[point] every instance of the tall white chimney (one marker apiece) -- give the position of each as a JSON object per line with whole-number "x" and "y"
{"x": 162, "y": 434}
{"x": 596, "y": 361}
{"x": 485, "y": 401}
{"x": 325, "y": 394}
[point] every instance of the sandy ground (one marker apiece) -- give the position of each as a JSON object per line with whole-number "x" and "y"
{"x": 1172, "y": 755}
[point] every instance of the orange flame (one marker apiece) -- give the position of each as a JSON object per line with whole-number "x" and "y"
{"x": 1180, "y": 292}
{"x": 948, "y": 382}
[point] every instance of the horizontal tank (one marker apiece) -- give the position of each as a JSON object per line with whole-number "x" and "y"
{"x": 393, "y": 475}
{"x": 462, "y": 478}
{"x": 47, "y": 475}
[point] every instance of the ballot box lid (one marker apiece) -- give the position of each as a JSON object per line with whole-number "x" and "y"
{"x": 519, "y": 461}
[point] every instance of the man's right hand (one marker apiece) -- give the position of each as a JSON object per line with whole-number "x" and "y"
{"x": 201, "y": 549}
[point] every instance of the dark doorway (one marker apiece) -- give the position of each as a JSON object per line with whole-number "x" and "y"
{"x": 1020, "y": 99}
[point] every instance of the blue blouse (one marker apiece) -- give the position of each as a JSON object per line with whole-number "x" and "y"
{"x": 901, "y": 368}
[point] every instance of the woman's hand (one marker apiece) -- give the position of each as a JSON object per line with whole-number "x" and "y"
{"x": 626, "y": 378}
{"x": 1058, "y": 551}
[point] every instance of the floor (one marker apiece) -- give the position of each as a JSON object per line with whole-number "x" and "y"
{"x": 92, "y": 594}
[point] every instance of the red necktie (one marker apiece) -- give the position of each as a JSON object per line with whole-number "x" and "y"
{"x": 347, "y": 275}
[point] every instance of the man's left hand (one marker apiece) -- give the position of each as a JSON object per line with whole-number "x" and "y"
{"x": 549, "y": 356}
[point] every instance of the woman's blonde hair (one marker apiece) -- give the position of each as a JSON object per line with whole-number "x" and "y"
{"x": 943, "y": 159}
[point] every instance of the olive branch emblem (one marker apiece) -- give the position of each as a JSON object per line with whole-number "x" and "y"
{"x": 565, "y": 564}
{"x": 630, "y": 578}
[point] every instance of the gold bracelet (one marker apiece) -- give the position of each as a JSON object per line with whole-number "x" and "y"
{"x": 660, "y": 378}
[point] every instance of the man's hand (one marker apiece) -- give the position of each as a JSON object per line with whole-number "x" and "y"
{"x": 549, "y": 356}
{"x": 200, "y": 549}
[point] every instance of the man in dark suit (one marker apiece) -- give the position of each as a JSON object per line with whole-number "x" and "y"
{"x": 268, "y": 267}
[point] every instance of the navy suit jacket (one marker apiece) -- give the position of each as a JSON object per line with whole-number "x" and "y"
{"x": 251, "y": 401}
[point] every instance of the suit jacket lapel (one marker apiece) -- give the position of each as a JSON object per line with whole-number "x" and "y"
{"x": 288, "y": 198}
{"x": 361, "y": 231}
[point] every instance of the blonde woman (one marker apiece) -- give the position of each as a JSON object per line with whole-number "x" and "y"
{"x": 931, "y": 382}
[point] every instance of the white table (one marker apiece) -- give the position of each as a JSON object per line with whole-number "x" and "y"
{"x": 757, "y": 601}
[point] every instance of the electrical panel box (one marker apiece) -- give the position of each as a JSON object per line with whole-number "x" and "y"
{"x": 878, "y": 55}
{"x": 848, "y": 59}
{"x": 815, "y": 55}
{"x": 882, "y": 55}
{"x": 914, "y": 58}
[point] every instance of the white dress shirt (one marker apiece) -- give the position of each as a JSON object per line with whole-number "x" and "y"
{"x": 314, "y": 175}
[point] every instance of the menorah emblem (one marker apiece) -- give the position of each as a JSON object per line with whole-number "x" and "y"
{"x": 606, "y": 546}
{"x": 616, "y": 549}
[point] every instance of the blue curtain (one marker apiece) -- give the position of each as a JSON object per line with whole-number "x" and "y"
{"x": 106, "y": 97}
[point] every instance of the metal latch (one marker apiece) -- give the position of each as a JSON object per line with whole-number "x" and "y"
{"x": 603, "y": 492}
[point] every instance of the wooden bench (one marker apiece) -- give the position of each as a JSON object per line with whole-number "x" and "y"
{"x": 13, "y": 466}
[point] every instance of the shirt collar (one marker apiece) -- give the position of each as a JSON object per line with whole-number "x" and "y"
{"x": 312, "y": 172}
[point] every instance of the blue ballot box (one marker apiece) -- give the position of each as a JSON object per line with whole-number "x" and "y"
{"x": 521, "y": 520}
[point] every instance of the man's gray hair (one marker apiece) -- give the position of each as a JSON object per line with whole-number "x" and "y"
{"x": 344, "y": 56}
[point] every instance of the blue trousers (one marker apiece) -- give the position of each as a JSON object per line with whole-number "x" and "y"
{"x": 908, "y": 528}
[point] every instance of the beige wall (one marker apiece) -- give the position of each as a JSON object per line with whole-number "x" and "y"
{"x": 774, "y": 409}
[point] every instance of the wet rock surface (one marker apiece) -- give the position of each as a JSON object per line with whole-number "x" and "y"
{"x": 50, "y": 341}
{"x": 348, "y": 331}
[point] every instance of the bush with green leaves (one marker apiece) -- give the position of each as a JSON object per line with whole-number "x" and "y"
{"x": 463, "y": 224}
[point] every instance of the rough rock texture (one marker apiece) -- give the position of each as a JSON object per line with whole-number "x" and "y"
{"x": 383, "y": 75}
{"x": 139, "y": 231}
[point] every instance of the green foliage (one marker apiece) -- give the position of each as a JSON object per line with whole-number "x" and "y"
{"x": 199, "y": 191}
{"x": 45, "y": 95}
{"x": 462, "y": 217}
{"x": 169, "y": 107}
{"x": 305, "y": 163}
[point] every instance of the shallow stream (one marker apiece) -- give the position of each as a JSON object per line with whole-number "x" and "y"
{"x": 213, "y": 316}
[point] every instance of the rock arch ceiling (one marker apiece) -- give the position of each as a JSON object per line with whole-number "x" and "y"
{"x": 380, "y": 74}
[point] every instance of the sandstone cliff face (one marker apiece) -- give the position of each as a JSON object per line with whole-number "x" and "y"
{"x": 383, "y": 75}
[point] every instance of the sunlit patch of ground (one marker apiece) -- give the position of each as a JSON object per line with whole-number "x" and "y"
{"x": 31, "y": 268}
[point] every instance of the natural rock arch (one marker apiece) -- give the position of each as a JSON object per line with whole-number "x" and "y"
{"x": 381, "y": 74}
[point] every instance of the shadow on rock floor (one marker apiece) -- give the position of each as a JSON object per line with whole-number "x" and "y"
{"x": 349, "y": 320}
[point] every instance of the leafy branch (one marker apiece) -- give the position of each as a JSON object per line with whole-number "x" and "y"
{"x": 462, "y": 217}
========================================================================
Convert every line of the records above into a Markdown table with two columns, No. and Line. Number each row and leave out blank lines.

Result below —
| No. | Line |
|---|---|
| 1 | [point] every instance of the tall white chimney (one marker apiece) -- give the position of each as a JSON object per line with whole-number "x" and "y" |
| 2 | {"x": 162, "y": 434} |
| 3 | {"x": 596, "y": 361} |
| 4 | {"x": 485, "y": 401} |
| 5 | {"x": 325, "y": 394} |
| 6 | [point] every instance of the sandy ground (one marker apiece) -- give the position of each as a JSON object per line with whole-number "x" and "y" |
| 7 | {"x": 1172, "y": 755} |
| 8 | [point] every instance of the orange flame (one marker apiece) -- give the position of each as a JSON object per line with whole-number "x" and "y" |
| 9 | {"x": 1180, "y": 292} |
| 10 | {"x": 948, "y": 382} |
| 11 | [point] every instance of the horizontal tank (one marker apiece) -- give the position of each as a JSON object per line with whole-number "x" and "y" |
| 12 | {"x": 393, "y": 475} |
| 13 | {"x": 462, "y": 478} |
| 14 | {"x": 47, "y": 475} |
| 15 | [point] every instance of the ballot box lid (one marker apiece) -- give the position of each as a JSON object per line with whole-number "x" and "y" |
| 16 | {"x": 519, "y": 461} |
| 17 | [point] every instance of the man's right hand (one marker apiece) -- give the position of each as a JSON object per line with whole-number "x" and "y" |
| 18 | {"x": 201, "y": 549} |
| 19 | [point] every instance of the dark doorway (one marker apiece) -- give the position of each as a JSON object per line with whole-number "x" and "y" |
| 20 | {"x": 1020, "y": 99} |
| 21 | [point] every instance of the blue blouse (one marker apiece) -- give the position of each as a JSON object per line with whole-number "x" and "y" |
| 22 | {"x": 901, "y": 368} |
| 23 | [point] every instance of the woman's hand (one marker apiece) -- give the position of each as a JSON object per line with whole-number "x" and "y" |
| 24 | {"x": 626, "y": 378} |
| 25 | {"x": 1058, "y": 551} |
| 26 | [point] every instance of the floor (one marker apiece) -- give the position of each as a JSON object per line with whole-number "x" and "y" |
| 27 | {"x": 92, "y": 594} |
| 28 | [point] every instance of the red necktie (one marker apiece) -- give the position of each as a JSON object per line with whole-number "x" and "y" |
| 29 | {"x": 347, "y": 275} |
| 30 | [point] every instance of the man's left hand (one marker apiece) -- give the position of each as a JSON object per line with whole-number "x" and "y" |
| 31 | {"x": 549, "y": 356} |
| 32 | [point] every instance of the woman's blonde hair (one marker apiece) -- give the position of each as a JSON object per line with whole-number "x" and "y" |
| 33 | {"x": 943, "y": 159} |
| 34 | [point] every instance of the olive branch emblem (one marker apiece) -- give the position of each as a JSON object per line with whole-number "x" and "y" |
| 35 | {"x": 565, "y": 564} |
| 36 | {"x": 630, "y": 578} |
| 37 | [point] every instance of the gold bracelet (one marker apiece) -- give the position of each as a JSON object per line with whole-number "x" and "y" |
| 38 | {"x": 660, "y": 378} |
| 39 | [point] every instance of the man's hand (one marker apiece) -- give the position of each as a JSON object per line with whole-number "x" and "y" |
| 40 | {"x": 549, "y": 356} |
| 41 | {"x": 200, "y": 549} |
| 42 | [point] every instance of the man in dark suit (one marker apiece) -- give the position of each as a JSON object per line with whole-number "x" and "y" |
| 43 | {"x": 268, "y": 267} |
| 44 | [point] every instance of the navy suit jacket (one marker apiece) -- give the position of each as a JSON object per line with whole-number "x" and "y" |
| 45 | {"x": 251, "y": 401} |
| 46 | [point] every instance of the suit jacket lapel (one marker apiece) -- give the position of each as a JSON object per line with whole-number "x" and "y" |
| 47 | {"x": 288, "y": 198} |
| 48 | {"x": 361, "y": 231} |
| 49 | [point] every instance of the blonde woman (one marker apiece) -- give the position of each as a JSON object per line with whole-number "x" and "y" |
| 50 | {"x": 931, "y": 382} |
| 51 | [point] every instance of the white table (one marker apiece) -- give the position of each as a JSON object per line with whole-number "x" and "y" |
| 52 | {"x": 757, "y": 601} |
| 53 | [point] every instance of the electrical panel box (one marker apiece) -- give the position of each as a JSON object per line with whole-number "x" and "y" |
| 54 | {"x": 878, "y": 55} |
| 55 | {"x": 848, "y": 59} |
| 56 | {"x": 815, "y": 55} |
| 57 | {"x": 882, "y": 55} |
| 58 | {"x": 914, "y": 58} |
| 59 | [point] every instance of the white dress shirt (one marker apiece) -- give the position of each as a JSON object per line with whole-number "x" and "y" |
| 60 | {"x": 314, "y": 175} |
| 61 | [point] every instance of the menorah emblem (one marker apiece) -- give the position of each as a JSON object per line with whole-number "x" and "y" |
| 62 | {"x": 606, "y": 546} |
| 63 | {"x": 616, "y": 549} |
| 64 | [point] every instance of the blue curtain (one marker apiece) -- give the position of each as a JSON object per line with whole-number "x" and "y" |
| 65 | {"x": 106, "y": 97} |
| 66 | [point] every instance of the metal latch (one marker apiece) -- give the position of each as a JSON object per line with whole-number "x" and "y" |
| 67 | {"x": 603, "y": 492} |
| 68 | [point] every instance of the wooden bench (one marker apiece) -- give the position of each as a JSON object per line with whole-number "x" and "y" |
| 69 | {"x": 13, "y": 466} |
| 70 | [point] every instance of the shirt collar (one marker apiece) -- give the position of each as a JSON object per line with whole-number "x" and "y" |
| 71 | {"x": 312, "y": 172} |
| 72 | [point] every instance of the blue ballot box (one marker apiece) -- give the position of each as a JSON object per line with whole-number "x" and "y" |
| 73 | {"x": 521, "y": 520} |
| 74 | [point] every instance of the man's gray hair (one marker apiece) -- give the position of each as a JSON object per line with whole-number "x" and "y" |
| 75 | {"x": 344, "y": 56} |
| 76 | [point] every instance of the blue trousers (one marker apiece) -- give the position of each as a JSON object per line with whole-number "x" and "y" |
| 77 | {"x": 908, "y": 528} |
| 78 | [point] every instance of the beige wall (one marker apiece) -- give the position of each as a JSON object per line with whole-number "x" and "y" |
| 79 | {"x": 774, "y": 409} |
| 80 | [point] every instance of the wet rock surface (one marker apiece) -- give the position of each as a JSON object per line with whole-number "x" and "y" |
| 81 | {"x": 50, "y": 341} |
| 82 | {"x": 348, "y": 331} |
| 83 | [point] every instance of the bush with green leaves (one marker apiece) -- give the position of each as a JSON object per line with whole-number "x" and "y" |
| 84 | {"x": 463, "y": 224} |
| 85 | [point] every instance of the rough rock texture (one marker apiece) -- give the position of each as a JSON object per line with whole-number "x" and "y" |
| 86 | {"x": 383, "y": 75} |
| 87 | {"x": 139, "y": 231} |
| 88 | [point] every instance of the green foliage (one marker apiece) -- give the position of each as a JSON object per line with whole-number "x" and "y" |
| 89 | {"x": 199, "y": 191} |
| 90 | {"x": 45, "y": 95} |
| 91 | {"x": 462, "y": 217} |
| 92 | {"x": 169, "y": 107} |
| 93 | {"x": 305, "y": 163} |
| 94 | [point] every instance of the shallow stream (one marker apiece) -- give the position of each as a JSON object per line with whole-number "x" and "y" |
| 95 | {"x": 213, "y": 316} |
| 96 | [point] every instance of the rock arch ceiling (one marker apiece) -- give the position of each as a JSON object per line with whole-number "x" and "y" |
| 97 | {"x": 380, "y": 74} |
| 98 | [point] every instance of the sandstone cliff face (one marker apiece) -- give the position of each as a JSON object per line with whole-number "x" and "y" |
| 99 | {"x": 383, "y": 75} |
| 100 | [point] every instance of the sunlit patch of ground (one marker apiece) -- give the position of each as a JSON object per line with whole-number "x" and "y" |
| 101 | {"x": 31, "y": 268} |
| 102 | [point] every instance of the natural rock arch (one marker apiece) -- give the position of each as a JSON object per line with whole-number "x" and "y" |
| 103 | {"x": 381, "y": 74} |
| 104 | [point] every instance of the shadow on rock floor (one marker apiece) -- give the position of each as a JSON object per line with whole-number "x" and "y" |
| 105 | {"x": 349, "y": 320} |
| 106 | [point] every instance of the leafy branch (one marker apiece) -- give the position of each as a JSON object per line with whole-number "x" and "y" |
| 107 | {"x": 462, "y": 217} |